(Stored data)
------------------------------------------------

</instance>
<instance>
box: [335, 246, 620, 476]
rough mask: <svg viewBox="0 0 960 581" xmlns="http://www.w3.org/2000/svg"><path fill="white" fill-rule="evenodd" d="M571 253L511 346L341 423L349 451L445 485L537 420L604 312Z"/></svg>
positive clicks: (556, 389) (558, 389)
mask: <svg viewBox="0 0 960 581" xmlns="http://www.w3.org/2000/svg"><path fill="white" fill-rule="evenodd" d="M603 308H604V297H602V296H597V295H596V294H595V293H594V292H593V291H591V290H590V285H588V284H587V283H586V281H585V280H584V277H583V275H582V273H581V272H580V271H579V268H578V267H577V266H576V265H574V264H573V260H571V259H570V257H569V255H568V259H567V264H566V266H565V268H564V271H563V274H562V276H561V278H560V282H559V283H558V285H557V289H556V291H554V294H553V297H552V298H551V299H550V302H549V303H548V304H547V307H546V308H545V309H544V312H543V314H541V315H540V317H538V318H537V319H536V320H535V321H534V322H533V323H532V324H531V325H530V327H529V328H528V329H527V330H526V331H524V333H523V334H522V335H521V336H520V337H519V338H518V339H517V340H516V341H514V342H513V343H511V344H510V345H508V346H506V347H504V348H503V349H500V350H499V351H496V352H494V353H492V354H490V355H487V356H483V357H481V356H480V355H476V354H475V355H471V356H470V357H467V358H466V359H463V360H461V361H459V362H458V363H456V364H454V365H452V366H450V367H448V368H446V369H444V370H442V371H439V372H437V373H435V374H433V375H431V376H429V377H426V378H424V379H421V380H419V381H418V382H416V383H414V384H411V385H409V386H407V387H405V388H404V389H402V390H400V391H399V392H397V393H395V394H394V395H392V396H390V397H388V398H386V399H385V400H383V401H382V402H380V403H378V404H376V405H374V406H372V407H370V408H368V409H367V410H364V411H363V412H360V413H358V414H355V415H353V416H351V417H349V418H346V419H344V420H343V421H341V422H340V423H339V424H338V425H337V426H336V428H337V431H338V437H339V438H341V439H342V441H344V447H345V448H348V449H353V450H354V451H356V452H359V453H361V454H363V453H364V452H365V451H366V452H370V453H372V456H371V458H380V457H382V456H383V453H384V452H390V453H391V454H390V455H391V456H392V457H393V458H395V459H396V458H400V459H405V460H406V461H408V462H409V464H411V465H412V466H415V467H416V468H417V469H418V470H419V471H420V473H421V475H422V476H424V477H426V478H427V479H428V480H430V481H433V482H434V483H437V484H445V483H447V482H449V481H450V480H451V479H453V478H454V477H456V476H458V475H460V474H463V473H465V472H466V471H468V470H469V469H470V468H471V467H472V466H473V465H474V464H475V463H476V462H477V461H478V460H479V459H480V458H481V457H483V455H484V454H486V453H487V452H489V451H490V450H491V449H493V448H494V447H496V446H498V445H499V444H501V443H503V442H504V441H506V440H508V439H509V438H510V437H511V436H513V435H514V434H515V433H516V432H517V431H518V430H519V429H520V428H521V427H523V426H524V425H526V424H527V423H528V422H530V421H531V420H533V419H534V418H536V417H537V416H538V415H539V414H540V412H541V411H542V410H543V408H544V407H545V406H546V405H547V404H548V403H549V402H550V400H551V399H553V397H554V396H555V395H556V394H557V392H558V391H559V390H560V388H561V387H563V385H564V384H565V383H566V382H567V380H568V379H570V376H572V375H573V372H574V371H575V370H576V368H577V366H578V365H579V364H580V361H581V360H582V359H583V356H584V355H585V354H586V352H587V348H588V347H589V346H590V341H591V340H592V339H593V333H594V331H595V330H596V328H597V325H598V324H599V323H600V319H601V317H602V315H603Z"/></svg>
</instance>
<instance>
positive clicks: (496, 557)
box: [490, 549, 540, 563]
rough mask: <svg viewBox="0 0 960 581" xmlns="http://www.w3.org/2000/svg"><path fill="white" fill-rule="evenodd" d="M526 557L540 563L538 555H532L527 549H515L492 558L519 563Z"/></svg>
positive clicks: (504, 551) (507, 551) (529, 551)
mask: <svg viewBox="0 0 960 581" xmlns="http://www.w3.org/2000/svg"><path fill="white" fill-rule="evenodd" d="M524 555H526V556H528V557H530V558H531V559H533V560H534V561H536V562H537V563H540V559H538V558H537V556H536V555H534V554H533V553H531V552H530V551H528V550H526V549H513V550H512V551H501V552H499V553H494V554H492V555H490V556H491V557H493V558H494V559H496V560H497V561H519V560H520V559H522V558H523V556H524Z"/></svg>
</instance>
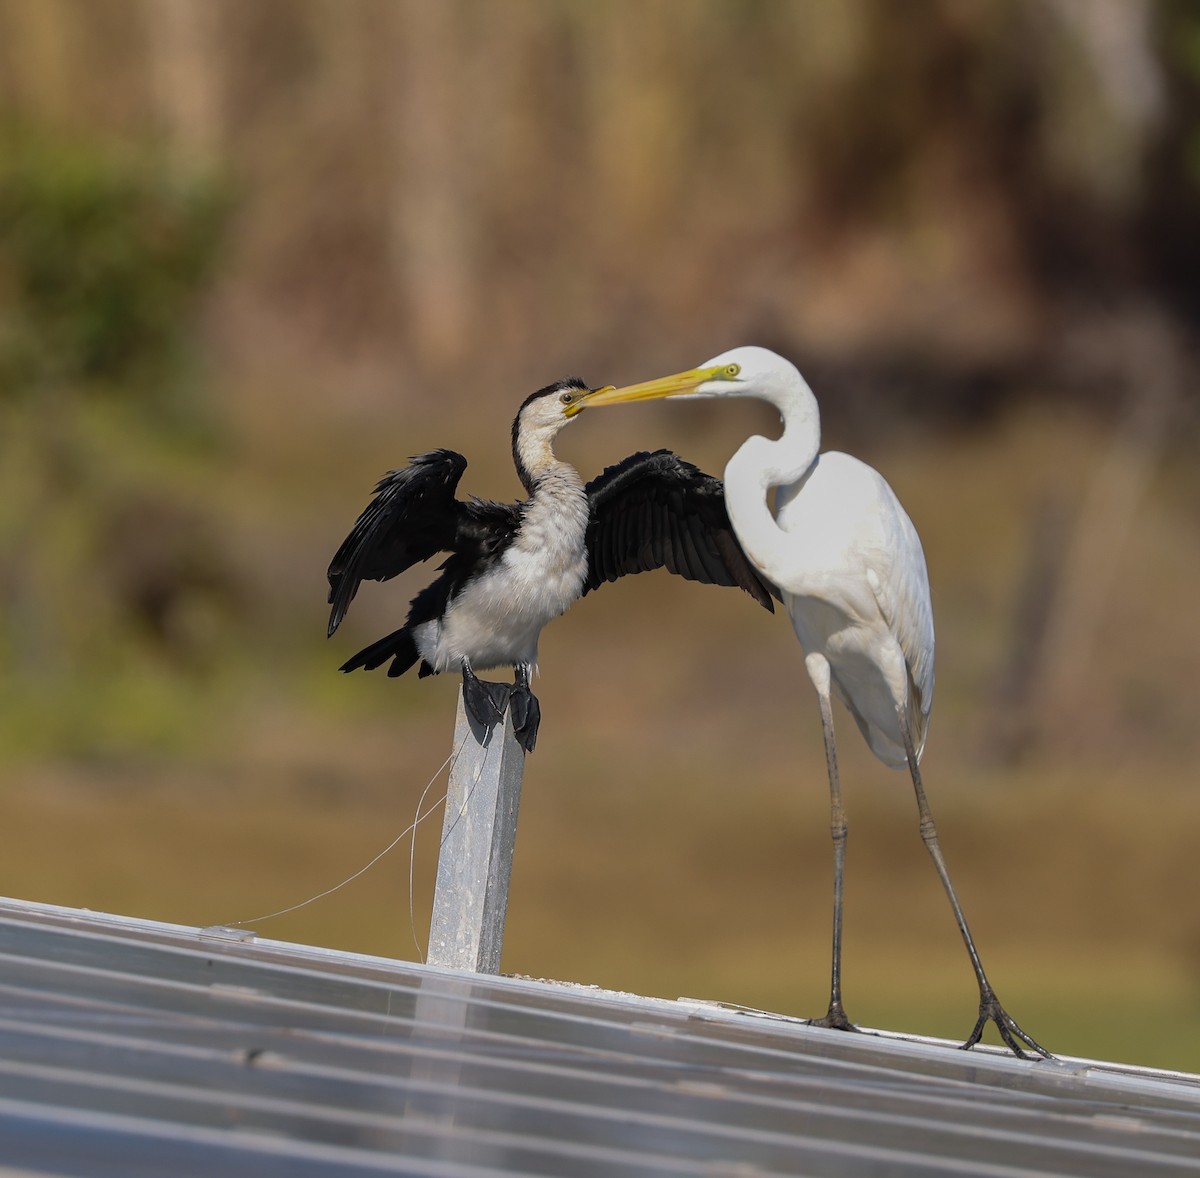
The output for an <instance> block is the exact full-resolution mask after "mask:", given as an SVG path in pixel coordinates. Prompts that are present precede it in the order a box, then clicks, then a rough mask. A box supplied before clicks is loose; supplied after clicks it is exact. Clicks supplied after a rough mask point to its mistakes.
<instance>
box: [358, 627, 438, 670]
mask: <svg viewBox="0 0 1200 1178" xmlns="http://www.w3.org/2000/svg"><path fill="white" fill-rule="evenodd" d="M419 657H420V655H419V654H418V651H416V643H415V642H414V641H413V631H412V630H409V629H408V626H404V627H403V629H401V630H395V631H392V632H391V633H390V635H388V636H386V637H385V638H380V639H379V641H378V642H372V643H371V645H370V647H364V648H362V650H360V651H359V653H358V654H356V655H354V656H353V657H350V659H347V660H346V662H343V663H342V666H341V668H340V669H341V671H358V669H359V668H360V667H361V668H362V669H364V671H374V669H376V667H382V666H383V665H384V663H385V662H386V661H388V660H389V659H391V661H392V662H391V666H390V667H389V668H388V678H389V679H395V678H396V677H397V675H402V674H403V673H404V672H406V671H408V668H409V667H412V666H413V663H414V662H416V660H418V659H419ZM421 671H422V673H427V672H425V667H424V663H422V667H421Z"/></svg>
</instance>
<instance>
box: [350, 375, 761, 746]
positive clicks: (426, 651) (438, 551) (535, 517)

------------------------------------------------

REQUIREMENT: Start at the first line of the entries and stop at the line that contains "253L511 346L341 423L349". Repeat every line in that span exactly, and nothing beyond it.

YOUR SOLUTION:
</instance>
<instance>
box: [335, 246, 620, 476]
rough mask: <svg viewBox="0 0 960 581" xmlns="http://www.w3.org/2000/svg"><path fill="white" fill-rule="evenodd" d="M571 253L511 346L341 423L349 451L445 485L537 420L604 312Z"/></svg>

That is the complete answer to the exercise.